Stored data entries:
==========

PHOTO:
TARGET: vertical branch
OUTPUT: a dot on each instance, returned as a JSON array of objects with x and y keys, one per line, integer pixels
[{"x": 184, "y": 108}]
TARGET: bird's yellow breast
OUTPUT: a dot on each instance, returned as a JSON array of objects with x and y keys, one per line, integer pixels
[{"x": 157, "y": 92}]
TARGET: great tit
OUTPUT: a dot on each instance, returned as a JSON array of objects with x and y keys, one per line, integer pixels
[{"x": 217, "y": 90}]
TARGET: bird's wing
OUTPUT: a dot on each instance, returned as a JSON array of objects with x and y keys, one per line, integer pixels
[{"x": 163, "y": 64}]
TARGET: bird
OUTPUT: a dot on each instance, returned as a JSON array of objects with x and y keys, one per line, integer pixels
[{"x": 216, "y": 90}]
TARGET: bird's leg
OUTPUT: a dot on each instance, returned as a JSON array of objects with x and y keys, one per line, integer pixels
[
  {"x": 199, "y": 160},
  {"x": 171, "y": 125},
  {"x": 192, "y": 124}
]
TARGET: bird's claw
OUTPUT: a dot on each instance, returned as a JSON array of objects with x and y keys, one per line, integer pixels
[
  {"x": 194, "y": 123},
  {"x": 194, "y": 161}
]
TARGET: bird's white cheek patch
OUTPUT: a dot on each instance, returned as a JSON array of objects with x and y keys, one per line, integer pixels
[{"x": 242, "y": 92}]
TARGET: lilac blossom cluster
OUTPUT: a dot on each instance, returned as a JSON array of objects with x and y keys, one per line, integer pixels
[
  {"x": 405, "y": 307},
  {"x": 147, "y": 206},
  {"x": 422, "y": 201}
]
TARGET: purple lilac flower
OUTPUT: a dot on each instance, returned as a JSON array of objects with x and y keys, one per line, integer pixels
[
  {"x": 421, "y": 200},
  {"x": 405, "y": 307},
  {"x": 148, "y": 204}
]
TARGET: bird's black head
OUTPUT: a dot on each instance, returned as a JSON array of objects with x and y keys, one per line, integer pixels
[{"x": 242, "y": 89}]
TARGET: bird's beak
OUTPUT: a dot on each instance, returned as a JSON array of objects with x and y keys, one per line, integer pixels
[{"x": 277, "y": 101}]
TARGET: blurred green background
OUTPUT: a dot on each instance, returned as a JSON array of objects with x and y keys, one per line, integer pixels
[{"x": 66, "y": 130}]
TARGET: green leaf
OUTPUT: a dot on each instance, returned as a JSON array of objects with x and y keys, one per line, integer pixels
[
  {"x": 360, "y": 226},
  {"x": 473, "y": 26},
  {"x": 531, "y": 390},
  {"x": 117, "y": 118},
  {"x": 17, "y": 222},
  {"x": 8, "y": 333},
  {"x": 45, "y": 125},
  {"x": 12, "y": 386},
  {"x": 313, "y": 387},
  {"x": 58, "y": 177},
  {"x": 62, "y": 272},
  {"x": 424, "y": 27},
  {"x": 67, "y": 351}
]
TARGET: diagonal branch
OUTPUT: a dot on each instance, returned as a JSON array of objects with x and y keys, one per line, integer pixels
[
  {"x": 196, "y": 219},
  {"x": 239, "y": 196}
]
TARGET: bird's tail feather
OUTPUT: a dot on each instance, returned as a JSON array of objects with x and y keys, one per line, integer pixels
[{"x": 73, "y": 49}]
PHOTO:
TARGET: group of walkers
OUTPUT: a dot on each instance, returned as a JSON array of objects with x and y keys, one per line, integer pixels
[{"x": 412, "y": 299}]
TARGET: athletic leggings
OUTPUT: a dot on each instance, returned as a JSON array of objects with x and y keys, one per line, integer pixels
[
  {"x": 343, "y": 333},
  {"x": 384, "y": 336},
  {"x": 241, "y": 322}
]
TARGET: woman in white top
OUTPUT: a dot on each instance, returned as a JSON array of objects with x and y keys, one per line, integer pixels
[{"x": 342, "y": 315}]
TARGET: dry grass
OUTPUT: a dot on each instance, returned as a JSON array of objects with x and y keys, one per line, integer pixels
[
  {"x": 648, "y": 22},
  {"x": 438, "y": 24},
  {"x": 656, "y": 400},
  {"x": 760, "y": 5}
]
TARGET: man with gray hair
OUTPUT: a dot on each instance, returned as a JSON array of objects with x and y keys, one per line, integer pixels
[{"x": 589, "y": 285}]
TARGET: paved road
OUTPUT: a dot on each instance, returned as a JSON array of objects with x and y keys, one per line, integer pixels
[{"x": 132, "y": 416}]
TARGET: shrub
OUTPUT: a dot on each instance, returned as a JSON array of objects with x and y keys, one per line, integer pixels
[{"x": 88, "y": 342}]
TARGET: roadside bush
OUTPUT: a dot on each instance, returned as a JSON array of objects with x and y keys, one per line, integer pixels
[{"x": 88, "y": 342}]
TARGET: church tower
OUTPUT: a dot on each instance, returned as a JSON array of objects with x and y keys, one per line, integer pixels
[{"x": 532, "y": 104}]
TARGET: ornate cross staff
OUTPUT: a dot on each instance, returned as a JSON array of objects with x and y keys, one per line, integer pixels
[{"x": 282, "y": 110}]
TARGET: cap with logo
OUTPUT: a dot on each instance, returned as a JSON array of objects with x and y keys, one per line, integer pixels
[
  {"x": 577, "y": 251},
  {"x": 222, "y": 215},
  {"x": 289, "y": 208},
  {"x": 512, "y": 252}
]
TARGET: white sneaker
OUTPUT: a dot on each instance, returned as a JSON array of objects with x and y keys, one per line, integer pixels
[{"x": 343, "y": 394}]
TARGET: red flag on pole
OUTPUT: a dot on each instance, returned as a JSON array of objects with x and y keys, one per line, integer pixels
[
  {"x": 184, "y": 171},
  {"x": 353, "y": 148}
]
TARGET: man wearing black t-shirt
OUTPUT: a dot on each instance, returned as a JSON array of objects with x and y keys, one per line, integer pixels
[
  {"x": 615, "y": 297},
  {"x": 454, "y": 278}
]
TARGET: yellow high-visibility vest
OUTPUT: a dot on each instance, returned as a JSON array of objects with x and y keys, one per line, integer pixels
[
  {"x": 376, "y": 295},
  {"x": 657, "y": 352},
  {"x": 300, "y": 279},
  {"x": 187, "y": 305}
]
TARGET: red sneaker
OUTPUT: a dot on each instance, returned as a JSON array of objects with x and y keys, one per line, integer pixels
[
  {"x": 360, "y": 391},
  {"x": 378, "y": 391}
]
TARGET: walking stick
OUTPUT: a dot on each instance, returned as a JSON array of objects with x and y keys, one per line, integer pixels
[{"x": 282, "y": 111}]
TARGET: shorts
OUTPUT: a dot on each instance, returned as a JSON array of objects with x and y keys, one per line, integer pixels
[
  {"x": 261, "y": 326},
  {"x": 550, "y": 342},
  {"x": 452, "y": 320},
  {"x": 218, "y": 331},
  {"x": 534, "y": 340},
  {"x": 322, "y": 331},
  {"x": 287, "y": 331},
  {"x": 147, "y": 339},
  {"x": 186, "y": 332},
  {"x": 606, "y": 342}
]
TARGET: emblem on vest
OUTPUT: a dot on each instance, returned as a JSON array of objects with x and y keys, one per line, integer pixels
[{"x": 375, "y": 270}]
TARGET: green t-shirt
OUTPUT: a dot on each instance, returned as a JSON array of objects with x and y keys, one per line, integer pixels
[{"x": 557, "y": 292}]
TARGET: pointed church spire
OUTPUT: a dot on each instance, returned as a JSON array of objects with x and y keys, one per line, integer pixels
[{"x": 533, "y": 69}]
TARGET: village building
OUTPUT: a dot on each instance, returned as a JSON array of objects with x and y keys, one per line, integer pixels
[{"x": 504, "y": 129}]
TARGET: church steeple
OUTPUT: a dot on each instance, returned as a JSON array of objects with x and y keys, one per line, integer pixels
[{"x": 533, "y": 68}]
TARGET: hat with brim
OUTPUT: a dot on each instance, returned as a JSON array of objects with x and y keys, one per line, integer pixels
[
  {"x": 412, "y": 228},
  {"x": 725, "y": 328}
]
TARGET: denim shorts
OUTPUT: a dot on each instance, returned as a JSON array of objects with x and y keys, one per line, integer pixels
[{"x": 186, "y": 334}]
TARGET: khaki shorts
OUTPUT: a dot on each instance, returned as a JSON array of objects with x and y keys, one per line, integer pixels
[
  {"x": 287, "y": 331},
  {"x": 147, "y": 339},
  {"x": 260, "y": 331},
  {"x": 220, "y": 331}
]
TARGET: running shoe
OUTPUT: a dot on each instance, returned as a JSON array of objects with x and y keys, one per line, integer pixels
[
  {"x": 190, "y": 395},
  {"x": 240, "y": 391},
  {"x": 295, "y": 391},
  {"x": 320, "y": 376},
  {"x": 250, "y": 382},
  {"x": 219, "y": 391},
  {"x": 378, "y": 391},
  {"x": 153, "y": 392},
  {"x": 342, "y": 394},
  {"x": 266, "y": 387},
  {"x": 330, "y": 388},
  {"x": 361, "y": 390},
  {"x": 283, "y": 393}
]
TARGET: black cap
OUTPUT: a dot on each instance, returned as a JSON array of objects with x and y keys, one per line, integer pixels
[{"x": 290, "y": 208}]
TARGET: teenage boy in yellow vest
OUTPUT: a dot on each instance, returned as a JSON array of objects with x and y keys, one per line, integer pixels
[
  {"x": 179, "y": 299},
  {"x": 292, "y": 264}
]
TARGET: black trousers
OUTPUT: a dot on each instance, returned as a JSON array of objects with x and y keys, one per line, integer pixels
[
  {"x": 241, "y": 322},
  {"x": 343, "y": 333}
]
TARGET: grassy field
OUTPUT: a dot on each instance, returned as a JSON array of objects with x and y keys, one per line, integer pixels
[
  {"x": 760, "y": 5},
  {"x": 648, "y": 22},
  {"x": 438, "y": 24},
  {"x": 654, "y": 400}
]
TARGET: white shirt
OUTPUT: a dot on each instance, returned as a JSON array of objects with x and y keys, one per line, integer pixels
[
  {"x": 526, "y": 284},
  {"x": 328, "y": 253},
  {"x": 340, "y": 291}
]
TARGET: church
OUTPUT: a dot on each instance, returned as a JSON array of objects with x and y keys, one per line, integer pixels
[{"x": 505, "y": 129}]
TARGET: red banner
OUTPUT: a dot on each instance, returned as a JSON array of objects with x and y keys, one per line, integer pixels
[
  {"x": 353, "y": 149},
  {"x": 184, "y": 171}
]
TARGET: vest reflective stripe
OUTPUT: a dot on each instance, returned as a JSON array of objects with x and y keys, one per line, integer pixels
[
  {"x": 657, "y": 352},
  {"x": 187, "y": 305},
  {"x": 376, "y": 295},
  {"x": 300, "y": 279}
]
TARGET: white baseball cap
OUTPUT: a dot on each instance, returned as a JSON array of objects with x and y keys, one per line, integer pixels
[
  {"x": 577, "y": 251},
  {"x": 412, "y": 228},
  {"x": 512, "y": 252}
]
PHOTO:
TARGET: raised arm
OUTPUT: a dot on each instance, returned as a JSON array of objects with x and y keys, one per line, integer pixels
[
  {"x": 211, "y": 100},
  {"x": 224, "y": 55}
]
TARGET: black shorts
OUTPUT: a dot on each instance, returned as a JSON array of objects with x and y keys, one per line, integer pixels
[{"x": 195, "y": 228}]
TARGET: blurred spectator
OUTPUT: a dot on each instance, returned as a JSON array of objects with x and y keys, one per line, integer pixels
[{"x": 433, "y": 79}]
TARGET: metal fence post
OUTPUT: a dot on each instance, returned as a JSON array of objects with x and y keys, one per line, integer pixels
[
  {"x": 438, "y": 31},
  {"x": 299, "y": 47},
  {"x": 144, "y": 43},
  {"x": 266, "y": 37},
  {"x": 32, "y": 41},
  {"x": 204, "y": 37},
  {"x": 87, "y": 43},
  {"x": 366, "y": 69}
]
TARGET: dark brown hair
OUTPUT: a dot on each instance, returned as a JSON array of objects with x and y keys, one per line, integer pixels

==========

Task brief: Beginning at the top of the data, please return every line until and including the line containing "TARGET: great tit", copied exactly, and nothing past it.

Expected output:
PHOTO:
TARGET: vertical branch
OUTPUT: a dot on each instance, returned as a JSON array of objects with x and y keys, one per line, integer pixels
[{"x": 184, "y": 108}]
TARGET: bird's yellow breast
OUTPUT: a dot on each instance, returned as a JSON array of objects with x and y keys, one per line, integer pixels
[{"x": 157, "y": 92}]
TARGET: great tit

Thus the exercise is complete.